> **WORK ORDER**
The answer should be an exact repeat of the stretch of material below from the line containing "Target: blue emergency light" through the line containing "Where can the car door be".

#### ENTRIES SUPPLIED

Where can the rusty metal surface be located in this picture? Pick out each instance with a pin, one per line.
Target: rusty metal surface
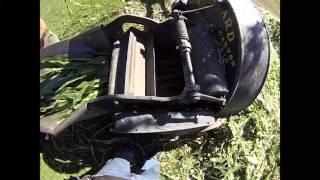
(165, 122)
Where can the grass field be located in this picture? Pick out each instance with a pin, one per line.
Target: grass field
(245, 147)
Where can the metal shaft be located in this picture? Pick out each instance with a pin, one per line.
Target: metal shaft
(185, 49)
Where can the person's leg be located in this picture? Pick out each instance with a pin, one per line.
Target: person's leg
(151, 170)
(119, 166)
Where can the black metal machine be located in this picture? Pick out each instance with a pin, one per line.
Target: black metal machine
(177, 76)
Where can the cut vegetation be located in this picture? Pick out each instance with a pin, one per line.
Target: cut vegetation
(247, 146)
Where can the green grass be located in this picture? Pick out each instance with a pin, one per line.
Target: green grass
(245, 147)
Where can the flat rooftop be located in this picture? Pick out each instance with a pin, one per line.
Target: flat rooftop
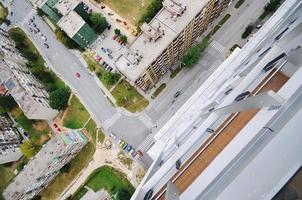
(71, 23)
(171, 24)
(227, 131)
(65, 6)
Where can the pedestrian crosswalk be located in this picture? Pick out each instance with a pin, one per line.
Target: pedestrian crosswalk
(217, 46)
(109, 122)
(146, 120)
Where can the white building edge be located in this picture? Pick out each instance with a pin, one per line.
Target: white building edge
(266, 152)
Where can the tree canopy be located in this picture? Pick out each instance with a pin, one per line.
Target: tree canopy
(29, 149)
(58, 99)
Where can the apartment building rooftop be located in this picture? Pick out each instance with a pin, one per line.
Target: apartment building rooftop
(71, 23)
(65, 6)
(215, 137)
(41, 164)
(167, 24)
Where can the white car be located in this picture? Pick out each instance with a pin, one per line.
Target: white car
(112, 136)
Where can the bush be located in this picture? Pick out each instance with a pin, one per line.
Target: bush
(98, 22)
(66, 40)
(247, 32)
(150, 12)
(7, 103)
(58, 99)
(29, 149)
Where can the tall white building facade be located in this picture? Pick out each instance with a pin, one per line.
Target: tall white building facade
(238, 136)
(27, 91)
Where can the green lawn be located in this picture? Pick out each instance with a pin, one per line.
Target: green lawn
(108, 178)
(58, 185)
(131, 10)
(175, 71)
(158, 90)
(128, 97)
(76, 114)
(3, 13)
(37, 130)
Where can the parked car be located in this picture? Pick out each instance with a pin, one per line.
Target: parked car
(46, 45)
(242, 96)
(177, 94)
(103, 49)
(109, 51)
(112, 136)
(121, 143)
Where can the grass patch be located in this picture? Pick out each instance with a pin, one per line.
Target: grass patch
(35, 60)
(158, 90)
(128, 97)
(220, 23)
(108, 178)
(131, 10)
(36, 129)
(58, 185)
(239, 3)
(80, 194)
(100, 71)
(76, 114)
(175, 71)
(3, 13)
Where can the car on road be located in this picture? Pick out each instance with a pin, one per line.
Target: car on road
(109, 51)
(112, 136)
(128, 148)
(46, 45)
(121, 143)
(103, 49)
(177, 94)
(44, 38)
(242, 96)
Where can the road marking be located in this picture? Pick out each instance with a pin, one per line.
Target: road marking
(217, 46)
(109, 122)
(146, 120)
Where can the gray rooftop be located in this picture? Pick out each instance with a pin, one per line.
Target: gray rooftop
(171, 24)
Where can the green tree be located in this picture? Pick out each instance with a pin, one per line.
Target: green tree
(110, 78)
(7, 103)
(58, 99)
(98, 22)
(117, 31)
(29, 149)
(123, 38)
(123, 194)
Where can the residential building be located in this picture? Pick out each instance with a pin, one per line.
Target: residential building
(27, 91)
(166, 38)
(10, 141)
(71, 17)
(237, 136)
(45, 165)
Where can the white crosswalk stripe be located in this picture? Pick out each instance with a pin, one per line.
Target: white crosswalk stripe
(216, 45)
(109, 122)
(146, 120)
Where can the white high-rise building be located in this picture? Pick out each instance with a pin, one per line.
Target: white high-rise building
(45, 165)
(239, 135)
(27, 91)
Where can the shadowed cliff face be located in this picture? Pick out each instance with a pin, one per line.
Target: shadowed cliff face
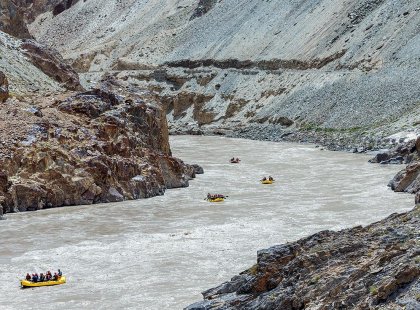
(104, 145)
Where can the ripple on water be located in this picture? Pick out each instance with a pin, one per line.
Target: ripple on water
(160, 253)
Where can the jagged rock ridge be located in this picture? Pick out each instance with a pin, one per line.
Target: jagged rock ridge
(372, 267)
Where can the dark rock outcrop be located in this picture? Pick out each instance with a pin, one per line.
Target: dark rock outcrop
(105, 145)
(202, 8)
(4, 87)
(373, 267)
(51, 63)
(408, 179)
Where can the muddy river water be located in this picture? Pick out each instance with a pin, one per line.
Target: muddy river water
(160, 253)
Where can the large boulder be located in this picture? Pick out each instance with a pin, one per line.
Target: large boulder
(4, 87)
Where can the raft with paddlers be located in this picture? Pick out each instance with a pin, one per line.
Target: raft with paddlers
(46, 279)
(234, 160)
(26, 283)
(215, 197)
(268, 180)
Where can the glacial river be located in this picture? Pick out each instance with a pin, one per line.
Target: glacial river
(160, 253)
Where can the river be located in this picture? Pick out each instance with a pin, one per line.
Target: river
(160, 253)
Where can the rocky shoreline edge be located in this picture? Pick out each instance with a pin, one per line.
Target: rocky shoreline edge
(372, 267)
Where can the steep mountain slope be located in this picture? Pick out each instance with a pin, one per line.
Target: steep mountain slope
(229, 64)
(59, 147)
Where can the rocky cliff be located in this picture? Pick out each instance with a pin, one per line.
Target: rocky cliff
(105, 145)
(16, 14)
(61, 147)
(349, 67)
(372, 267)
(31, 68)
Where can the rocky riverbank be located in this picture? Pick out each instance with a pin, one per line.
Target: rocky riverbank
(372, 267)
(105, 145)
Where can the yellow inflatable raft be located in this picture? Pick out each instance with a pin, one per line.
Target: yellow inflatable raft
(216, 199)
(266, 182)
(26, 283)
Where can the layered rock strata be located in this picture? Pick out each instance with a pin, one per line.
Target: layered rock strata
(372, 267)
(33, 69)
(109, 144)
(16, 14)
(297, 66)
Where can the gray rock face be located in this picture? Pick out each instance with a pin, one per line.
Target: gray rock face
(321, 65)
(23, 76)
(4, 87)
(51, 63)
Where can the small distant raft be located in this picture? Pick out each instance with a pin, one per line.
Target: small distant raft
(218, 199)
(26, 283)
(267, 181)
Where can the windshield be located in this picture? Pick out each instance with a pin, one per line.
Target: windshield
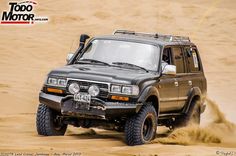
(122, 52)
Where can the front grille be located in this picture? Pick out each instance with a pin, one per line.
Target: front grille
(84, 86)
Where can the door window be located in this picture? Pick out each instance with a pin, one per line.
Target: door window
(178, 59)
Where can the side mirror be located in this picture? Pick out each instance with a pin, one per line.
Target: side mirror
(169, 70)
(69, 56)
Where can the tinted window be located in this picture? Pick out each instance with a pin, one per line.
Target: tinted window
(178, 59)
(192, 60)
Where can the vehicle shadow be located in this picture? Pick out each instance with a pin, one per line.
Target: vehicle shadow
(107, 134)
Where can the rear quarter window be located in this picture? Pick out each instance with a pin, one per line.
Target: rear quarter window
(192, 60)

########
#### ENTRIES SUPPLIED

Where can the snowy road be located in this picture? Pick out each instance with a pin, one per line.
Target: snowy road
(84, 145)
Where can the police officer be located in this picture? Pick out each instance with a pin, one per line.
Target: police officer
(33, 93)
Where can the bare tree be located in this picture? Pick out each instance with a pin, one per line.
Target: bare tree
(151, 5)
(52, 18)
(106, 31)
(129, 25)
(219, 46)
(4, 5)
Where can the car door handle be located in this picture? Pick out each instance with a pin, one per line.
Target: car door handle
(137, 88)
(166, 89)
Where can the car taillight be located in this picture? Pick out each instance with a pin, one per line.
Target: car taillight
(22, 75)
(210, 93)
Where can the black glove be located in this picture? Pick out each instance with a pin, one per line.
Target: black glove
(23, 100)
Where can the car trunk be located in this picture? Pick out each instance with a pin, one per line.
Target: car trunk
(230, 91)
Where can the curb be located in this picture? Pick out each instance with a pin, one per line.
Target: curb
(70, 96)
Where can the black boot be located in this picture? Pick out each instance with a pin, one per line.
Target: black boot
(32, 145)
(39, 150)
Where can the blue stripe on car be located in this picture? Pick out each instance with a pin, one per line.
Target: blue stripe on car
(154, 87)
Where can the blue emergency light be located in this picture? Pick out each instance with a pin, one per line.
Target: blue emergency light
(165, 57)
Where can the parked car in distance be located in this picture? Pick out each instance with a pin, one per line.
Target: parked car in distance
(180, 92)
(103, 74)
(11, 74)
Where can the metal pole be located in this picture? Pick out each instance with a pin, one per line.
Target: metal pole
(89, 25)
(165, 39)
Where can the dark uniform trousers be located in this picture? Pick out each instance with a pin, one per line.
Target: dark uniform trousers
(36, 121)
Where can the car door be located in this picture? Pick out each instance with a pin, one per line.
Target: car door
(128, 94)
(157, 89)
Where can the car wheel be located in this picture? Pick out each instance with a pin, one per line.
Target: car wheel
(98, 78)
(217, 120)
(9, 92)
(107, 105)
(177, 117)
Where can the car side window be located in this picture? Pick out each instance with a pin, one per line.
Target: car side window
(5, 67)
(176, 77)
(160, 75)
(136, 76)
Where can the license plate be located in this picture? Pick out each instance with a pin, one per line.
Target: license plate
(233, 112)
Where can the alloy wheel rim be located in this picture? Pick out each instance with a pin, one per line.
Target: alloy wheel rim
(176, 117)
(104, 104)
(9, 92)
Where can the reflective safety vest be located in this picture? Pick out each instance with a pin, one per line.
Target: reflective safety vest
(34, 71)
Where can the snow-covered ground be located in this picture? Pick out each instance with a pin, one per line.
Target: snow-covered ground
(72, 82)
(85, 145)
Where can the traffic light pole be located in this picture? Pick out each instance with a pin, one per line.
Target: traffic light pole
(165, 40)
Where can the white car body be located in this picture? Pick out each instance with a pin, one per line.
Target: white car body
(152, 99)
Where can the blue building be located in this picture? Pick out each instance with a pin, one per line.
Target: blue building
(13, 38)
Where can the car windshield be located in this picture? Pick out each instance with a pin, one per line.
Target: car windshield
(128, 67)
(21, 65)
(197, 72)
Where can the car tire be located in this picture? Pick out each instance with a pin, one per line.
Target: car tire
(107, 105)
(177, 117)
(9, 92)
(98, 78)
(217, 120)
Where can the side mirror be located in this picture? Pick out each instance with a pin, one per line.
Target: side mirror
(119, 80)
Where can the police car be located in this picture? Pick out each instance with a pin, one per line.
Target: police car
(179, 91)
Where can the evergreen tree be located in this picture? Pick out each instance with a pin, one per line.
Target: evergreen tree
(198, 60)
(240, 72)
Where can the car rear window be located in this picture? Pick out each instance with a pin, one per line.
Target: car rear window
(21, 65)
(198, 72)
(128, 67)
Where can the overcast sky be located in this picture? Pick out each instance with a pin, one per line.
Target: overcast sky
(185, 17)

########

> **SOLUTION FOR THIS PROBLEM**
Target: blue emergency light
(165, 57)
Where can the parked car in distance be located in this picture? Pick out each instance with a pin, one per line.
Target: parked car in distance
(180, 92)
(103, 74)
(11, 74)
Where can the metal pole be located in this picture? Pick out each instance with a pin, one per line.
Target: metal pole
(89, 25)
(165, 39)
Where can the dark uniform trousers be located in this picture? Pick out each instance with a pin, one per line.
Target: dark uniform trousers
(36, 121)
Where can the car door be located in this picture? Pick out each instance with a pin, one per line.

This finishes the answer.